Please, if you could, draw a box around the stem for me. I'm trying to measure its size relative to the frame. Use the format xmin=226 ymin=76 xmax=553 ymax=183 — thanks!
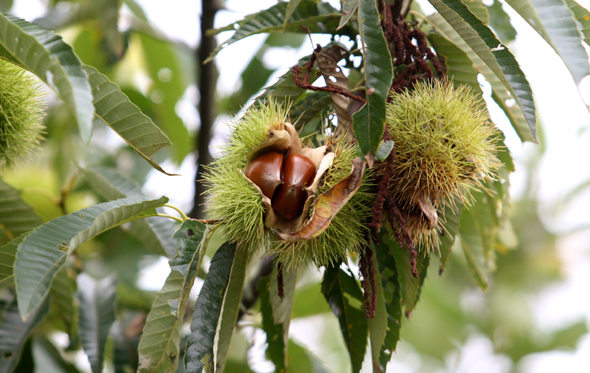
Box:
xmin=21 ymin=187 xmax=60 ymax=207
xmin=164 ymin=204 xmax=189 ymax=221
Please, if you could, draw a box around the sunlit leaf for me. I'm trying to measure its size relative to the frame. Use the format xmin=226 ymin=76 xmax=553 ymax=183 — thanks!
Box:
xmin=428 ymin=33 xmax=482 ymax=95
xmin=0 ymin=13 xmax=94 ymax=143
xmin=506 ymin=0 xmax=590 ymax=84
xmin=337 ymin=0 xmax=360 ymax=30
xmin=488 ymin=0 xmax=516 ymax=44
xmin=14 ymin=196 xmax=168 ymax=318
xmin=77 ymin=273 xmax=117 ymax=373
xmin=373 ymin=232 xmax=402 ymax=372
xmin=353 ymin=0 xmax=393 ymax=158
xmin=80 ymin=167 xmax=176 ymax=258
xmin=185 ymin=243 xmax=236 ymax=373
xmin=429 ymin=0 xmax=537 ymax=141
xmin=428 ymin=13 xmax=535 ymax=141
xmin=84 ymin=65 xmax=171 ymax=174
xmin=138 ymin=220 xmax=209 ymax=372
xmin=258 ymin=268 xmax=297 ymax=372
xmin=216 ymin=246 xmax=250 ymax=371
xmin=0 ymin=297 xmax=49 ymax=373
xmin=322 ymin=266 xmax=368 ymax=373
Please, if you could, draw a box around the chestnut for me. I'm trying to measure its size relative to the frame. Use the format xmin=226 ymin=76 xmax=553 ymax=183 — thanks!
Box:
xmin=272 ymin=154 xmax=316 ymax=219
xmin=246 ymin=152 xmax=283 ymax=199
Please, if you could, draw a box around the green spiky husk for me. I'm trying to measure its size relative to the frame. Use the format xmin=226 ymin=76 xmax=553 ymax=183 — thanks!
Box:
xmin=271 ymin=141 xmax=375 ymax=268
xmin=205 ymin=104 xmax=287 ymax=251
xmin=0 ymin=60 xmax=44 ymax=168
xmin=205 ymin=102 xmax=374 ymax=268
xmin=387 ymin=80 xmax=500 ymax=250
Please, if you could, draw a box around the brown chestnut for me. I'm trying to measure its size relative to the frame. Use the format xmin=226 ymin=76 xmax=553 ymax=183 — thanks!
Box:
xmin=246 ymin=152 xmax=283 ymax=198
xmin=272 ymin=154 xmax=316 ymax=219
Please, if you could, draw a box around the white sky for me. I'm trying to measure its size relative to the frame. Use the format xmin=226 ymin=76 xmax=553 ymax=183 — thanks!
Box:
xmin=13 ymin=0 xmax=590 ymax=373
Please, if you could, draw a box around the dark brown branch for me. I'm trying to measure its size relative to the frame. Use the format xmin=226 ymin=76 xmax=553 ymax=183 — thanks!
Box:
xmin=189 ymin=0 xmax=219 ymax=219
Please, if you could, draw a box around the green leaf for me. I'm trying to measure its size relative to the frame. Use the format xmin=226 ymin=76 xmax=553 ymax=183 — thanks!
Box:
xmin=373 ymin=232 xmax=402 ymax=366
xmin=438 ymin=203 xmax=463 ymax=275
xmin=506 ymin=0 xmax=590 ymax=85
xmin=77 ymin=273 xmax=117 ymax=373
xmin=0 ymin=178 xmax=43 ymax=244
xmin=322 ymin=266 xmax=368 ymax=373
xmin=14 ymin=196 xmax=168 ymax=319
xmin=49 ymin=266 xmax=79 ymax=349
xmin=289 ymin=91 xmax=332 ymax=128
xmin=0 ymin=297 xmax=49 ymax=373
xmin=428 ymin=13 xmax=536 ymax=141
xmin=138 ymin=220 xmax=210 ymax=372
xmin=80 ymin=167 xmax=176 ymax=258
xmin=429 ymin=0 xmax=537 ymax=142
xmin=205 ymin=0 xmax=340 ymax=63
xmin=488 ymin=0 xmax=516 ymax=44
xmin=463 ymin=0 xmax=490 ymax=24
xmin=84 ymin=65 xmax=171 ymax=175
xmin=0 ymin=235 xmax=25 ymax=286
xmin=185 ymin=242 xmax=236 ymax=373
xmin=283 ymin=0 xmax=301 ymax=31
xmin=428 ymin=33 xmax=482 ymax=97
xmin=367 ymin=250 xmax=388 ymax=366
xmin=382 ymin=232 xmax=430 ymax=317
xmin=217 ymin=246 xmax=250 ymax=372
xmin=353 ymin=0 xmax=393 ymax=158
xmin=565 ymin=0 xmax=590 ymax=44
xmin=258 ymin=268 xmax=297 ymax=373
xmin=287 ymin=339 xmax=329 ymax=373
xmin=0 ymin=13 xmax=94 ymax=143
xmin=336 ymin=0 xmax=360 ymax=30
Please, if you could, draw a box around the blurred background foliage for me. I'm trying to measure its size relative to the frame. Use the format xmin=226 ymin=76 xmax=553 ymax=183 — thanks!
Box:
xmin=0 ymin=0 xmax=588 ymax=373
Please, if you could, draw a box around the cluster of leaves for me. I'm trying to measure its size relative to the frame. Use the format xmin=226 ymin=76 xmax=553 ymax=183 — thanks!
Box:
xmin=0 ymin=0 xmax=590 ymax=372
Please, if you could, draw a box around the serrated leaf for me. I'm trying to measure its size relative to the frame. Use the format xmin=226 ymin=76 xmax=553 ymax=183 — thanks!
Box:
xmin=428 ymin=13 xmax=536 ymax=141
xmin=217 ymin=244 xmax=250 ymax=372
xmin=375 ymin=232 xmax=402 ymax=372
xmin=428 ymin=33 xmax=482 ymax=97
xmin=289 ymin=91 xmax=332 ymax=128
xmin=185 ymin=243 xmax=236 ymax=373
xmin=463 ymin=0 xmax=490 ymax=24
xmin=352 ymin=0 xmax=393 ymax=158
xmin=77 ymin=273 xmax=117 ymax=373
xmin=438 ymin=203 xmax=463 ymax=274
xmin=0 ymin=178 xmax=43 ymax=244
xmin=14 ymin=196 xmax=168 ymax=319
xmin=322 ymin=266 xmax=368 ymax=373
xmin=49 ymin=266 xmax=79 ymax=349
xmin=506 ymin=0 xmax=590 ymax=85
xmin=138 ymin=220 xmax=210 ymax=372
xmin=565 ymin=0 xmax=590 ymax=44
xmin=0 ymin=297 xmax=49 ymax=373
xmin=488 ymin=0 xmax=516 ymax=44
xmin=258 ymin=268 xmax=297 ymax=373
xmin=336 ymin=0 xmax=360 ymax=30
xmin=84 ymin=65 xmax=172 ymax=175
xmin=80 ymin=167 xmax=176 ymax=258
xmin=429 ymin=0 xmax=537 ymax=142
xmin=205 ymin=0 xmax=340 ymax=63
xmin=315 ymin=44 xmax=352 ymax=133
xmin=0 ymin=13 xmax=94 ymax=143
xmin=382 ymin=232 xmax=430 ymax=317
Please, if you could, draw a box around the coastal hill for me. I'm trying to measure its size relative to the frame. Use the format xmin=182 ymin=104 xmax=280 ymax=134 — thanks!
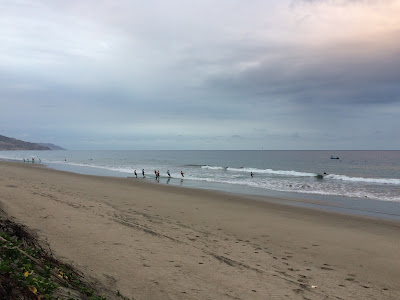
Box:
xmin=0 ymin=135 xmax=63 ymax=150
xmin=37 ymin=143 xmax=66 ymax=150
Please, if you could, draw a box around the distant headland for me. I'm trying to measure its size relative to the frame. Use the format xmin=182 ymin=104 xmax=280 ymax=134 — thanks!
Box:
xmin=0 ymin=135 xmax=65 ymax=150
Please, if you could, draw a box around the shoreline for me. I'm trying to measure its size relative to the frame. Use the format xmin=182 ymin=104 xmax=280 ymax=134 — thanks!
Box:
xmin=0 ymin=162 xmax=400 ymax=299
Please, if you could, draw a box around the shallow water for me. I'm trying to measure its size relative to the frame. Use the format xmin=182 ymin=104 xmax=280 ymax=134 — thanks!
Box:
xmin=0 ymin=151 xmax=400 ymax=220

□ □ □

• [PROBLEM DETAILS] Write out the records again from the line with "Please, if you could, draw a box around the serrated" to the line with "xmin=0 ymin=162 xmax=400 ymax=299", both included and with the requests kept, adding -148 to every bounding-box coordinate in the answers but not to any number in the requests or their format samples. Leave the pictures out.

• [FINISHED TASK]
Please, if you could, draw a box around the serrated leaf for me. I'm trying to measure its size relative to the frame. Use the format xmin=226 ymin=76 xmax=553 ymax=183 — thanks!
Box:
xmin=280 ymin=-135 xmax=388 ymax=-7
xmin=69 ymin=96 xmax=102 ymax=224
xmin=227 ymin=84 xmax=254 ymax=224
xmin=280 ymin=-115 xmax=334 ymax=-51
xmin=141 ymin=-57 xmax=184 ymax=-20
xmin=37 ymin=95 xmax=88 ymax=225
xmin=315 ymin=-148 xmax=342 ymax=-124
xmin=204 ymin=-148 xmax=245 ymax=10
xmin=-71 ymin=125 xmax=-31 ymax=225
xmin=290 ymin=55 xmax=315 ymax=126
xmin=-148 ymin=30 xmax=-105 ymax=96
xmin=-134 ymin=48 xmax=20 ymax=171
xmin=174 ymin=118 xmax=220 ymax=225
xmin=-99 ymin=118 xmax=-69 ymax=201
xmin=358 ymin=-148 xmax=442 ymax=-63
xmin=-10 ymin=72 xmax=62 ymax=224
xmin=417 ymin=-148 xmax=442 ymax=-104
xmin=-148 ymin=149 xmax=-99 ymax=225
xmin=340 ymin=-148 xmax=368 ymax=-104
xmin=110 ymin=120 xmax=149 ymax=225
xmin=188 ymin=-148 xmax=212 ymax=-118
xmin=-64 ymin=-83 xmax=24 ymax=27
xmin=-68 ymin=19 xmax=28 ymax=110
xmin=281 ymin=-148 xmax=389 ymax=-6
xmin=57 ymin=-148 xmax=192 ymax=-85
xmin=167 ymin=-104 xmax=204 ymax=-15
xmin=-148 ymin=-135 xmax=-54 ymax=-5
xmin=234 ymin=84 xmax=282 ymax=169
Please, if you could, draw a box around the coastal hill for me. I'm trying to measure its size relative to the frame. Use the format xmin=182 ymin=104 xmax=280 ymax=134 — thanks!
Box:
xmin=-148 ymin=-13 xmax=-85 ymax=2
xmin=-111 ymin=-5 xmax=-82 ymax=2
Please, if you could, draw a box around the distant headland for me. I'm trying to measure its size relative to the frame. Use the format xmin=182 ymin=104 xmax=280 ymax=134 — thanks!
Box:
xmin=-148 ymin=-13 xmax=-83 ymax=2
Please, if you could, draw a box around the shoreline for me. I'm trying to measure its size relative to the frame. Use the format xmin=182 ymin=104 xmax=280 ymax=134 — thanks!
Box:
xmin=-148 ymin=14 xmax=252 ymax=151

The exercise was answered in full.